Information supplied →
-.-.-

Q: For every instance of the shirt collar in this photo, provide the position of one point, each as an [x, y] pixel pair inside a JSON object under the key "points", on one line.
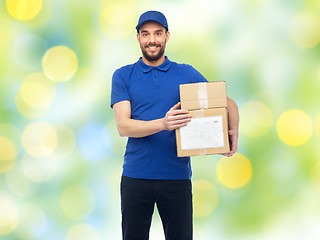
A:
{"points": [[146, 68]]}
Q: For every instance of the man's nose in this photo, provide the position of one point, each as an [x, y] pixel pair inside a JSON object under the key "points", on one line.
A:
{"points": [[152, 38]]}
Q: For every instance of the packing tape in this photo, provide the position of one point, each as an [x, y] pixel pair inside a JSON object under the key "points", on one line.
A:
{"points": [[203, 95], [202, 151], [200, 114]]}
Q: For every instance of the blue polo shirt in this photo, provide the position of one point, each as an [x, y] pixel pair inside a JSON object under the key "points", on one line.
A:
{"points": [[152, 91]]}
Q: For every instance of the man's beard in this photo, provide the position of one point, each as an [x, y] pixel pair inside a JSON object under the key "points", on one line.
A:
{"points": [[153, 58]]}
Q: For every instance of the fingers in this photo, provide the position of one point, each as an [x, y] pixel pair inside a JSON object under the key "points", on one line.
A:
{"points": [[175, 107], [233, 143]]}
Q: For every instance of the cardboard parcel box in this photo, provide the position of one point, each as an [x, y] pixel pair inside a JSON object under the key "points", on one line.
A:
{"points": [[207, 132]]}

-.-.-

What you have to do → All of the lines above should be printed exactly, minus the pictures.

The completed task →
Q: For every instance of the shirt collar in this photo, provide the position of one point, each as an [x, y] pixel pair inside a JSON object under the key "points", on one line.
A:
{"points": [[146, 68]]}
Q: For every instance of the man's nose in this photo, provide the position of one point, each as an [x, y] pixel pair inside a JSON object under the key "points", on one line.
A:
{"points": [[152, 38]]}
Q: For every instance of the packing tape in this photo, provide the position of one point, each as an [x, y] pixel pair inside a JSON object under the key "points", on one line.
A:
{"points": [[203, 95], [202, 151], [200, 114]]}
Q: For every instance of the blue polo shirt in this photo, provide the position of one point, each as an [x, y] pixel pair inside a JSON object under the key "points", on one line.
A:
{"points": [[152, 91]]}
Q: For every instance of the man's beard in this photo, provide the position of one point, each as an [x, y] pixel pair inside a JSON object under the key "points", on one line.
A:
{"points": [[153, 58]]}
Q: For every instance of the fingers in this photo, provide the position of one point, each as an [x, y] pixel pair inside a JSON object under the key "points", on one line.
A:
{"points": [[175, 107], [233, 143]]}
Q: For every instance of the cardboard parcel box in this photo, provide the position of one point, each as an [x, y] pixel pair inside a JSON object under the key "points", on one line.
A:
{"points": [[207, 132]]}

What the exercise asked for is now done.